- [Directions for this task]: For each statement, say whether it agrees with the passage on prayer after mass shootings, answering yes or no and quoting the exact words from the passage that decide it. 1. The Daily News headline came out after a mass shooting. 2. The passage says hostility toward people of faith first appeared with that headline. 3. The passage says someone who is not a believer should turn down offered prayers.

Passage to read below:

When the Daily News declared “God isn’t Fixing This” in the wake of the San Bernadino mass shooting, it was a watershed moment.
For years, the disdain and sometimes outright hatred for people of faith was contained, left simmering beneath the surface. But with one indulgently spectacular headline, all of those feelings boiled over and burst out into the open for all to see and marvel at. The sentiment is nothing new, having been spewed all over social media since the days of MySpace.
Now, however, the once taboo viewpoint has the backing and credibility of not only far left media publications, but politicians as well. Rejecting offers of “thoughts and prayers” is the actual slogan of choice for those seeking stricter gun control laws. Despite any altruistic sentiments that may lurk beneath this talking point, it is utterly misguided.
Hillary Clinton’s has put “thoughts and prayers” directly in the crosshairs via Twitter:
— Hillary Clinton (@HillaryClinton) June 21, 2016
Our prayers are not enough to prevent gun violence.
The Huffington Post blog page scolded anyone offering thoughts and prayers.
Google it or search Twitter and you’ll find dozens more examples. Before this sentiment permeates culture any further, it needs to be said that prayer does matter. A lot.
It’s sad that we are in such a divisive place that this even needs to be explained, but whether or not you are a believer, when someone offers prayers you should graciously accept them. Here’s why:
Solidarity. At the very least, it shows that person cares and their heart is breaking for whatever circumstance you are going through and they honestly want it to get better. Sure, they may as well petition the Flying Spaghetti Monster, but at least they’re offering solidarity and the chance to grieve corporately rather than alone.

End of Passage to read.
Data provided below:

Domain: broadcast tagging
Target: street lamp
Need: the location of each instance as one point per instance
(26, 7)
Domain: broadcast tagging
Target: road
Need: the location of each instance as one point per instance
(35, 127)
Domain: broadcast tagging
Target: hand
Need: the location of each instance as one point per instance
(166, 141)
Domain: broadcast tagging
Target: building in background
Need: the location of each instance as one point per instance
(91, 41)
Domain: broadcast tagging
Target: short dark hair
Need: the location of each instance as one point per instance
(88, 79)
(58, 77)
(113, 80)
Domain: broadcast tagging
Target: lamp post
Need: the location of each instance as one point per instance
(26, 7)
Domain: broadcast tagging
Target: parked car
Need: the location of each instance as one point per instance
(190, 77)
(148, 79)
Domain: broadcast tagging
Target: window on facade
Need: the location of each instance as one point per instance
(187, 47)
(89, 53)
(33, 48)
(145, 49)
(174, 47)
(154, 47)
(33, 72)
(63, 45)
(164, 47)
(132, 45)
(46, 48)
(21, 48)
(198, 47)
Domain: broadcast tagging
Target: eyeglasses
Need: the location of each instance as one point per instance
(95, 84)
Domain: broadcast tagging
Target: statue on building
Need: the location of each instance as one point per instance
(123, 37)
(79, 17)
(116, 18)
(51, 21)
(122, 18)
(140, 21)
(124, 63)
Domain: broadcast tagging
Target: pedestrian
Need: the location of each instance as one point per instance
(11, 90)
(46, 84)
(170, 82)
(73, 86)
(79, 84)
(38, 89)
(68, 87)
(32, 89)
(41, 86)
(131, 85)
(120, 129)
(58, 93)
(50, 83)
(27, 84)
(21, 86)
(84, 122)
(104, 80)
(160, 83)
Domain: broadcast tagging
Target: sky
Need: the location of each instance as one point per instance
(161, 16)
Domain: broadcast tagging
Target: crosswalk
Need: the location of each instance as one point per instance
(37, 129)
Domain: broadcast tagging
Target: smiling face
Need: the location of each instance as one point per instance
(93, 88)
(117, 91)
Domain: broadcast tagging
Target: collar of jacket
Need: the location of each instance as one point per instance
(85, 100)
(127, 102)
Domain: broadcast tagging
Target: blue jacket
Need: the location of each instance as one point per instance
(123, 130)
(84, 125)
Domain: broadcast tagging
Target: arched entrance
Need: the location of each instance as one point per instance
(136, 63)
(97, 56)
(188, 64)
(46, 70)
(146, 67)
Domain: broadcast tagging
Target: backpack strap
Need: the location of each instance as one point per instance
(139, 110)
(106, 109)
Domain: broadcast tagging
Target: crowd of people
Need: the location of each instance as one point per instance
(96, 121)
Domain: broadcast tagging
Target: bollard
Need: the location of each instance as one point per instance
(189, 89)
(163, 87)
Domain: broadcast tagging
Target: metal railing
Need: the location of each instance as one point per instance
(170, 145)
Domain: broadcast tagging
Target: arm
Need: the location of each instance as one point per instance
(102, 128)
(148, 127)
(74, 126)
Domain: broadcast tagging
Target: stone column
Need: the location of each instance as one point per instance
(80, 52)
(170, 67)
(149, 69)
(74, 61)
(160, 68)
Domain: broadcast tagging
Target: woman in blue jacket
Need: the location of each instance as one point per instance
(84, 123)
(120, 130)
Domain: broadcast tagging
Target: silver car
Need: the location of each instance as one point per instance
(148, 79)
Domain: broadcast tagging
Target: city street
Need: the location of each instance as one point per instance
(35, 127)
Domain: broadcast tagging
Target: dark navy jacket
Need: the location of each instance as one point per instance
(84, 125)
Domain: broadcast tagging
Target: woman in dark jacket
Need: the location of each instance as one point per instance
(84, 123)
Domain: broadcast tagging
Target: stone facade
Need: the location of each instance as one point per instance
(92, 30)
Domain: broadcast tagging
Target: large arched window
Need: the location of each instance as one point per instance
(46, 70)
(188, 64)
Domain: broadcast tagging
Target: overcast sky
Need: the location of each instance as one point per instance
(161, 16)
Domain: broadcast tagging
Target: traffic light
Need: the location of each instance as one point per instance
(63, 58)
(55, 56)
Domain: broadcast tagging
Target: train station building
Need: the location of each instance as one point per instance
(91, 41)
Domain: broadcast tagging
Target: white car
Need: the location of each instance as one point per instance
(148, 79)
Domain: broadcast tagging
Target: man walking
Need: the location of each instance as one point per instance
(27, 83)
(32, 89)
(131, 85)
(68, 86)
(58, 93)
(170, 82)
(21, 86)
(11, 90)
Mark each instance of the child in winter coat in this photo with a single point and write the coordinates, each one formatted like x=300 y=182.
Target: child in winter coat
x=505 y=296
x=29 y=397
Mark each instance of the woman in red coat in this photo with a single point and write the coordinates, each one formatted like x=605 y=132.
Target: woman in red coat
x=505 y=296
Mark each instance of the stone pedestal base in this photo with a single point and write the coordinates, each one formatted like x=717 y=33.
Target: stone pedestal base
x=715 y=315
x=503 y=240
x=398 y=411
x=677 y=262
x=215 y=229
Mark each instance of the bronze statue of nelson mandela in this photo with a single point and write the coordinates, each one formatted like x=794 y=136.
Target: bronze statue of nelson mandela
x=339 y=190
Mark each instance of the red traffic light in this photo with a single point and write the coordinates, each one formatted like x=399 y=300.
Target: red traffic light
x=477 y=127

End of Data provided.

- [Output below]:
1. Yes: "in the wake of the San Bernadino mass shooting"
2. No: "The sentiment is nothing new, having been spewed all over social media since the days of MySpace."
3. No: "whether or not you are a believer, when someone offers prayers you should graciously accept them"